> [Problem]:
If a line of the material holds the string "order", please copy it.

> [Records for the task]:
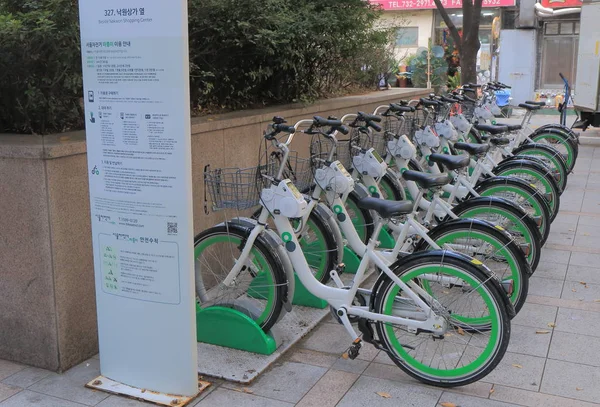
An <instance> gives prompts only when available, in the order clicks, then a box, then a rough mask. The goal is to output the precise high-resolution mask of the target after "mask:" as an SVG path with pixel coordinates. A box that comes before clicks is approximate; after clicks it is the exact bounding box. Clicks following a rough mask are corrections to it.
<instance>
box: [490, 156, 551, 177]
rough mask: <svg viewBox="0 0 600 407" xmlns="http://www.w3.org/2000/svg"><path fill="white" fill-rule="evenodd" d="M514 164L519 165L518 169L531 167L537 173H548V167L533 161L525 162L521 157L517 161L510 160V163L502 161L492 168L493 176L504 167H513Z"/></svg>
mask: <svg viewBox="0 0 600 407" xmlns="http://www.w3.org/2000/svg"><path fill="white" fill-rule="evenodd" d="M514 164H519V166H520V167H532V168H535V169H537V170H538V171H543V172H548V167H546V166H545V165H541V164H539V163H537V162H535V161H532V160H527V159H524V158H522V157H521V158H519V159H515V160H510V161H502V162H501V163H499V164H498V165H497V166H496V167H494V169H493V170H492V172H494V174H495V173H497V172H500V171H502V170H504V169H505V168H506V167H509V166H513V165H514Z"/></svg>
* * *
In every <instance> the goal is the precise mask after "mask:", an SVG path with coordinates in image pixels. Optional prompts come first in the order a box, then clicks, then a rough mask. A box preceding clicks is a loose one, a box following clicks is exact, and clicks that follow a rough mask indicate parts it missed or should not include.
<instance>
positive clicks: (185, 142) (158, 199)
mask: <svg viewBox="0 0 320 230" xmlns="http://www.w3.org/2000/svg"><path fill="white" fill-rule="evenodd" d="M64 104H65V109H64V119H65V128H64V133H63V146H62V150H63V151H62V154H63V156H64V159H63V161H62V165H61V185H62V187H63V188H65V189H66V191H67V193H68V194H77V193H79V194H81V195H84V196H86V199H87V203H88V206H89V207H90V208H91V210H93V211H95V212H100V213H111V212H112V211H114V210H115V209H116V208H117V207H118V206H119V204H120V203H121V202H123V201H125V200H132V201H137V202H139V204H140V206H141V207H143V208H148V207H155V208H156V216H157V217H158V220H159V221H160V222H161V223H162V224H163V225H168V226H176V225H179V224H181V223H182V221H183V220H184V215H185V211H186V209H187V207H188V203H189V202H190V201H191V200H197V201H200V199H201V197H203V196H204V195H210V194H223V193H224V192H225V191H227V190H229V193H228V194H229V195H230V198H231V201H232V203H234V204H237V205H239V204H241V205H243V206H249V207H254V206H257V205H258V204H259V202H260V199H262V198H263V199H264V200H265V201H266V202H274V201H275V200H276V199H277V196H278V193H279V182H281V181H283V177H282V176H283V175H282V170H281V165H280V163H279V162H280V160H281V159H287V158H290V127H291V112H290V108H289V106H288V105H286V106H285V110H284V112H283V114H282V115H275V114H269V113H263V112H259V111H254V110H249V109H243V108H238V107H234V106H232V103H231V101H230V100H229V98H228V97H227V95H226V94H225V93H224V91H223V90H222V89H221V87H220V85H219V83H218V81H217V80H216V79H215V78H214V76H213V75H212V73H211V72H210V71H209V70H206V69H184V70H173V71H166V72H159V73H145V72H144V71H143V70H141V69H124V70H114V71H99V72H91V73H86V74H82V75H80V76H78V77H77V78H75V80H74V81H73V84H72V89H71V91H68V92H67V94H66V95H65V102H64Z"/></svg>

> [Worked solution]:
An <instance> gives prompts only when available, in the order clicks, then a box, then a rough mask. The goal is to output the precise high-resolution mask of the target after "mask:" as an SVG path with pixel coordinates. A box that comes before clicks is approximate; after clicks it is the exact bounding box. Clicks following a rough mask are corrections to it.
In every <instance> the goal is the precise mask after "mask:", an SVG path with coordinates in image pixels. Optional prompts come first in the order a box, then clicks, then a rough mask. A box preceding clicks is a loose one, a box following clicks is exact, and clicks that follow a rough mask indicate parts it missed or should not include.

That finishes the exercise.